◆ **What you are asked to do**: Repeat the entries that follow verbatim, without any of their pictures.

· · · ·

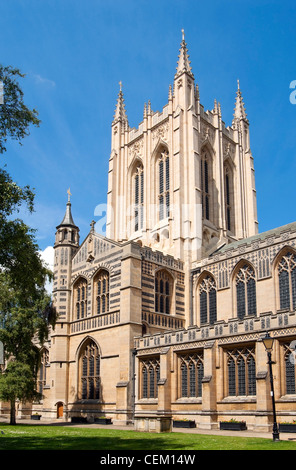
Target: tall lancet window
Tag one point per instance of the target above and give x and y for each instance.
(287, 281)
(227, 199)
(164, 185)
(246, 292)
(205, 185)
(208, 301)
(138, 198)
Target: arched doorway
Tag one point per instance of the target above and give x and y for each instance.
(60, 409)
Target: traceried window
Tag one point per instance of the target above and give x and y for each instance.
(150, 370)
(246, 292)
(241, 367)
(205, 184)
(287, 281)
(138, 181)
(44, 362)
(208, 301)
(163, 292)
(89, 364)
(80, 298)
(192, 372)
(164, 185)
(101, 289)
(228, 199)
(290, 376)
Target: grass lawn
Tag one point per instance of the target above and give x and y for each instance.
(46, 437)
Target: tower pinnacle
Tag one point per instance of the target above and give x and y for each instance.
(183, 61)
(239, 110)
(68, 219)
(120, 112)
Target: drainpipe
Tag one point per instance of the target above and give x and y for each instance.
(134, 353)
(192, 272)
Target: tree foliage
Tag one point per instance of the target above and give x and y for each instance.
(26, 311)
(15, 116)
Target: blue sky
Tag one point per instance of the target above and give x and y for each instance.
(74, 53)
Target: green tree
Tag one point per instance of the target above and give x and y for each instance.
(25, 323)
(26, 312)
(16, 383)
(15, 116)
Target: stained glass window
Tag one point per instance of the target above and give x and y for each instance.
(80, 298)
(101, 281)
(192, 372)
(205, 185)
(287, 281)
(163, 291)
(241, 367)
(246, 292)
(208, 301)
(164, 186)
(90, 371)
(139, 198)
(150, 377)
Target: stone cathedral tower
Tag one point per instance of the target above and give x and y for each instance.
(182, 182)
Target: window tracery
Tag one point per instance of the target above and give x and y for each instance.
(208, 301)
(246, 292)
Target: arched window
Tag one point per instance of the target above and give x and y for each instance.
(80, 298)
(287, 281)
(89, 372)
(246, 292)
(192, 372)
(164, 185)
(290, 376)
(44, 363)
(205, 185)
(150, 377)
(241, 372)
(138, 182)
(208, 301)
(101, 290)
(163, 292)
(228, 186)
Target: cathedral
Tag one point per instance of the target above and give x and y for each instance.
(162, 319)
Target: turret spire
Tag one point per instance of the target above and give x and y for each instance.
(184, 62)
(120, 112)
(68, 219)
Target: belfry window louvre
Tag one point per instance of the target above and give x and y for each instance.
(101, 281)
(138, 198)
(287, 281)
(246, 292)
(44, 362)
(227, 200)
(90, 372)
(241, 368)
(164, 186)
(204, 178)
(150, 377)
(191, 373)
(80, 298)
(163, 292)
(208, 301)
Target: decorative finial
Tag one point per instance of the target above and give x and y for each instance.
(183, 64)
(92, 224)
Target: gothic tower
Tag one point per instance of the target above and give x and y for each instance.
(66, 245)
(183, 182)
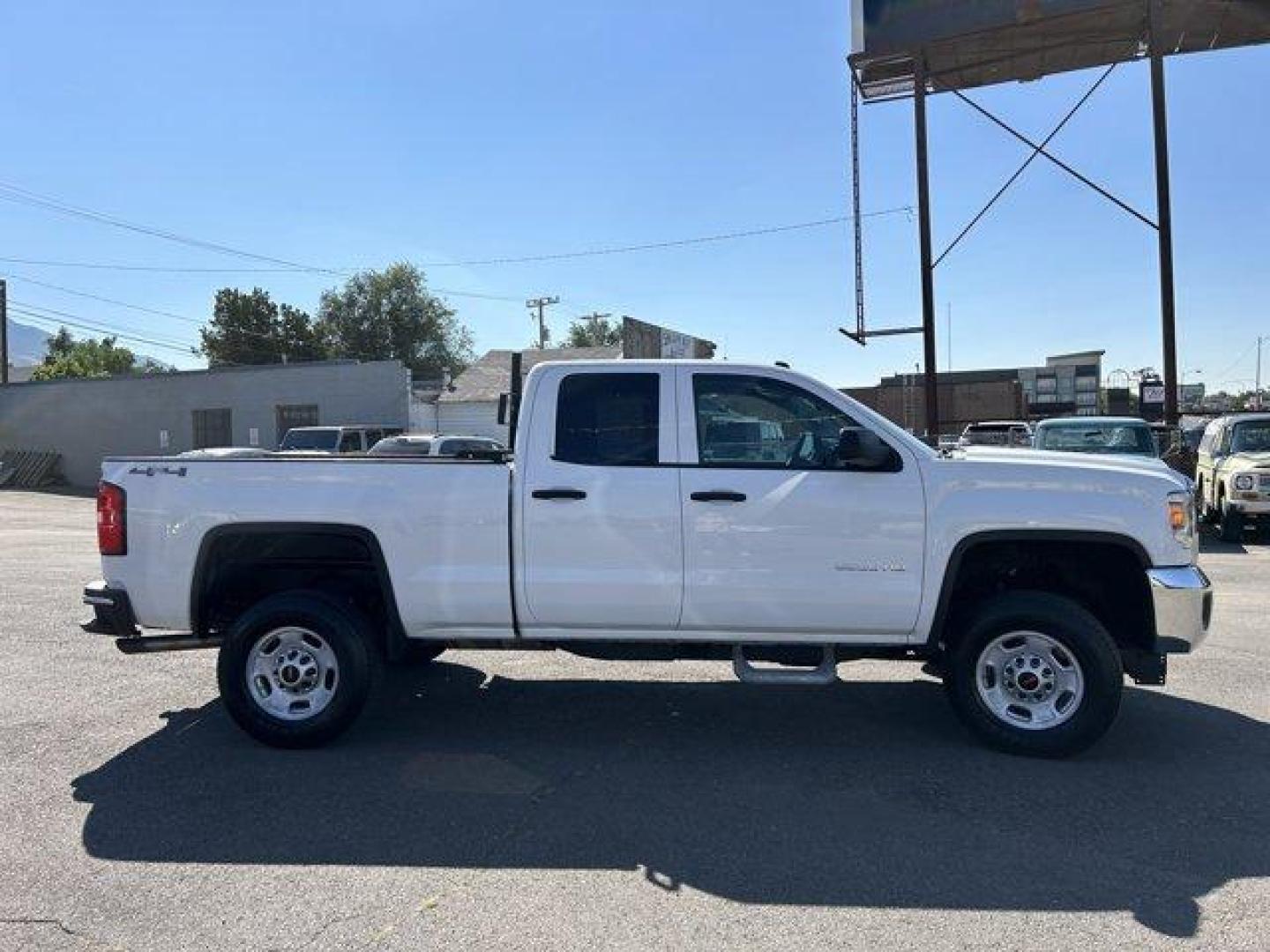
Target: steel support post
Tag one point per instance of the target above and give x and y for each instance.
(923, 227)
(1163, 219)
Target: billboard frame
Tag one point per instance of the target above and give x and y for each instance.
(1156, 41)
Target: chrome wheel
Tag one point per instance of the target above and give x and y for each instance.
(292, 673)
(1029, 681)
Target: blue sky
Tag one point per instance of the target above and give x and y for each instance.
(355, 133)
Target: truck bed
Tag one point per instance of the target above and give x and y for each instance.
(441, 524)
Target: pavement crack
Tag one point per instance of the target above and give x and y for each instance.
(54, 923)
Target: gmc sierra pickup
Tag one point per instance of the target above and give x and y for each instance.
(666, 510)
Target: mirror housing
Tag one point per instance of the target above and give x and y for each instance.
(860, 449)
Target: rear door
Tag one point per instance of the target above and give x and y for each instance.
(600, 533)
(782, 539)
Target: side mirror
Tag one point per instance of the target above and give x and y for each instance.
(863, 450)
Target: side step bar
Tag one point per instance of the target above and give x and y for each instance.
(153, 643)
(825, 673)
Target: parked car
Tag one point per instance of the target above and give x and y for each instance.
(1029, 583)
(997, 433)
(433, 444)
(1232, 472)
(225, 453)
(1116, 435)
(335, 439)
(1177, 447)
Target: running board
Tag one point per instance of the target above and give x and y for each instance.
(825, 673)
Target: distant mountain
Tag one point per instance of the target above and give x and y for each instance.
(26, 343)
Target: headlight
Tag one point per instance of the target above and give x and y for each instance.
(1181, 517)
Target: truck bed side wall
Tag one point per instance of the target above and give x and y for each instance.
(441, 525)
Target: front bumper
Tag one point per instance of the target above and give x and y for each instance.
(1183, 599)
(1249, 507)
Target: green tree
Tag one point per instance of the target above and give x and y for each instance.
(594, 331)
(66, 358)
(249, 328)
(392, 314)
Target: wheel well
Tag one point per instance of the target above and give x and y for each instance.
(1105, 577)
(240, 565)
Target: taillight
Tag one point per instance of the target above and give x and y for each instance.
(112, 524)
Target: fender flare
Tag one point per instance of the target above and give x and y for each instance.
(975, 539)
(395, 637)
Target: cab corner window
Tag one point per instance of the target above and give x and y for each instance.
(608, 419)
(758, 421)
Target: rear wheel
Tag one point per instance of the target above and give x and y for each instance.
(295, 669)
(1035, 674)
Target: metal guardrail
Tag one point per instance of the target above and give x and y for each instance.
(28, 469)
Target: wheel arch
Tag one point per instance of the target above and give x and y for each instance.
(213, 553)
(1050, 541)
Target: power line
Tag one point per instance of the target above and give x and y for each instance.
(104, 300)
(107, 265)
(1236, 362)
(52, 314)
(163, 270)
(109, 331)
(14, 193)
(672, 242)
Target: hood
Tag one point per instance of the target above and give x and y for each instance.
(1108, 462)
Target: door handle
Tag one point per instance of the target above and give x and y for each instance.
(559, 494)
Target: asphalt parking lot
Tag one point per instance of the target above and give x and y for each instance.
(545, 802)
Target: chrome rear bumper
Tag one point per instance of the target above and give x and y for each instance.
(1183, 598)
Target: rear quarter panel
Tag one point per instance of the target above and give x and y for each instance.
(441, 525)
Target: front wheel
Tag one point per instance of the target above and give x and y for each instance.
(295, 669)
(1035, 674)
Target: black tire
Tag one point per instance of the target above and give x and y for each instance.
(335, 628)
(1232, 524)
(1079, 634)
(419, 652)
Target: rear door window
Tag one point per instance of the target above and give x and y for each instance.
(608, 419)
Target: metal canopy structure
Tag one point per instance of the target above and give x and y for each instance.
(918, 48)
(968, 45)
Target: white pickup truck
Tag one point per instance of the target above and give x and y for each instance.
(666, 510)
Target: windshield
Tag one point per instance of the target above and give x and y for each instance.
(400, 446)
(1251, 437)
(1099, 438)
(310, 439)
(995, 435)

· · · ·

◆ **Written answer**:
Target: tall lancet window
Tag one point per instance of the target above and give x and y for each instance.
(287, 281)
(227, 199)
(164, 185)
(246, 292)
(205, 185)
(208, 301)
(138, 198)
Target: arched doorway
Tag one point per instance of the target above and give x and y for each instance.
(60, 409)
Target: traceried window
Tag one point per instance of the target above and give x and y for each instance.
(150, 370)
(246, 292)
(241, 367)
(205, 184)
(287, 281)
(138, 181)
(44, 362)
(208, 301)
(163, 292)
(89, 364)
(80, 298)
(192, 372)
(164, 185)
(101, 289)
(228, 199)
(290, 376)
Target: grass lawn
Tag one point per instance of the target above and give x and y for each instance.
(46, 437)
Target: tower pinnacle
Tag one point per instance of the target above and give x and y for each instance.
(183, 61)
(239, 110)
(68, 219)
(120, 112)
Target: drainpipe
Tag one point per instance of the target above and give x and y for each instance.
(134, 353)
(192, 272)
Target: tree foliage
Tag one point per instance of the target above and give x and y for each instance.
(26, 311)
(15, 116)
Target: blue sky
Tag one point per instance of the target above and give x and y for each instance.
(74, 53)
Target: green tree
Tag one point per instance of the target above and give x and y for each instance.
(25, 323)
(26, 312)
(16, 383)
(15, 116)
Target: stained glass window
Tag one point per instance of the target above and give x and y for each instance.
(80, 298)
(101, 281)
(192, 372)
(205, 185)
(287, 281)
(163, 291)
(241, 367)
(246, 292)
(208, 301)
(164, 186)
(90, 371)
(139, 198)
(150, 377)
Target: stone cathedral tower
Tag one point per instance of the target above and give x and y for each instance.
(182, 182)
Target: window tracery
Tag one point per instance of the target above and give x and y for each instance.
(208, 301)
(246, 292)
Target: arched window
Tag one point per instance of the target above and give x and y for each instance.
(80, 298)
(287, 281)
(89, 372)
(246, 292)
(192, 372)
(164, 185)
(290, 376)
(44, 363)
(205, 185)
(150, 377)
(241, 372)
(138, 182)
(208, 301)
(101, 290)
(163, 292)
(228, 186)
Target: cathedral
Tag one point per instance of the target above and give x and y for each instance.
(162, 319)
Target: turret spire
Tag one point per instance of the target above and give x and y for each instance.
(184, 62)
(120, 112)
(68, 219)
Target: belfry window louvre
Tag one point per instance of the target above and give x and y for each instance.
(101, 281)
(138, 198)
(287, 281)
(246, 292)
(44, 362)
(227, 200)
(90, 372)
(241, 368)
(164, 186)
(204, 178)
(150, 377)
(191, 373)
(80, 298)
(163, 292)
(208, 301)
Target: decorative finial
Tag one point per instance of the target above and give x and y for each instance.
(183, 64)
(92, 224)
Target: gothic tower
Tag one point per instance of the target above and give x and y for each instance.
(66, 245)
(183, 182)
Target: steel support post
Tag one point per instance of the target above and give x and y for each instance.
(923, 227)
(1163, 219)
Target: billboard frame
Tag one point per instance of the target above and give x and y for each instance.
(1156, 41)
Target: chrome wheel
Tag one point per instance of the target above and give x and y for each instance.
(292, 673)
(1029, 681)
Target: blue sky
Tag one point per instance of the target above and give x and y for each instance.
(355, 133)
Target: truck bed
Tag one point per instance of the target above and give x and y for each instance.
(441, 524)
Target: pavement crack
Tag one point per instance of the target above and give x and y for each instance.
(54, 923)
Target: gmc sierra pickup
Tag one point per instance of the target above and give x and y for each instance.
(666, 510)
Target: mirror housing
Tag one point per instance of the target above and give x and y for each instance.
(860, 449)
Target: rear door
Tag one point per instance of the target above and give x and y for each instance.
(600, 533)
(782, 539)
Target: side mirror
Tag one point per instance of the target above and give x and y for each instance.
(863, 450)
Target: side step bar
Tag one point per instance of the target above and give x and y for each instance.
(153, 643)
(825, 673)
Target: parked car
Tag one point per instance of the target above and give x and y for each instance.
(1029, 583)
(997, 433)
(433, 444)
(1232, 472)
(225, 453)
(1116, 435)
(335, 439)
(1177, 447)
Target: running board
Tag one point per instance of the target above and give x and y for each instance.
(825, 673)
Target: distant mountain
Tag one point per instance of the target above and give x and y for each instance.
(26, 343)
Target: headlight
Tag one point per instance of the target above and give x and y for each instance.
(1181, 517)
Target: truck bed side wall
Tag one point per instance of the target above and give x and y for each instance.
(441, 525)
Target: front bumper
Tag one point per instance of the target above and give x and y for each instance.
(1183, 599)
(1249, 507)
Target: green tree
Tag one point per instance of the target above and give x and y for each instance.
(594, 331)
(66, 358)
(249, 328)
(392, 314)
Target: wheel well
Tag one point per instance of the target above and give x and y for each instance.
(1105, 577)
(240, 565)
Target: taillight
Tag one point per instance of the target above and give x and y for each instance.
(112, 524)
Target: fender flare
Tag one point per instance of the target above and give x and y for each instance.
(975, 539)
(395, 637)
Target: cab corner window
Tag one point per instance of the target above and give x and y for each instance.
(608, 419)
(758, 421)
Target: rear wheel
Tag one point per instance of the target above and give x and y for each instance.
(295, 669)
(1035, 674)
Target: metal guardrail
Tag one point per instance of the target above and give x and y for each instance.
(28, 469)
Target: wheel arch
Tag one point per instance of the target above and give x and y for each instance.
(213, 553)
(1050, 541)
Target: power line
Tag one point per instance of the target above and give x and y for each instance.
(104, 300)
(107, 265)
(1236, 362)
(52, 314)
(163, 270)
(109, 331)
(14, 193)
(672, 242)
Target: hood
Tag one point per instance of the target above and give x and y for each instance.
(1108, 462)
Target: door handle
Tag one point per instance of the target above and give x and y for each instance.
(559, 494)
Target: asphalt parking lot
Tag one point per instance of the target above and give x and y for each instance.
(545, 802)
Target: chrome rear bumper
Tag one point per instance of the target above and give x and y for each instance.
(1183, 598)
Target: rear quarter panel
Tag one point per instance of the target above and give x and y for each instance.
(441, 525)
Target: front wheel
Tag one point per instance of the target above and give x and y for each instance.
(295, 669)
(1035, 674)
Target: black tire
Tag one point per instance of the target above and give x and y for each instance.
(335, 628)
(1232, 524)
(1079, 634)
(419, 652)
Target: rear door window
Tag one point per instance of the target above and give x and y for each instance.
(608, 419)
Target: metal canopy structure
Tag one point per instance of the target above and give x and y for each instance.
(918, 48)
(968, 45)
Target: white pickup truck
Tag one point per instance of the target above and give x and y for each instance.
(666, 510)
Target: windshield
Tag one point per instance of the target above and give x and y for each instance.
(400, 446)
(1251, 437)
(1099, 438)
(310, 439)
(995, 435)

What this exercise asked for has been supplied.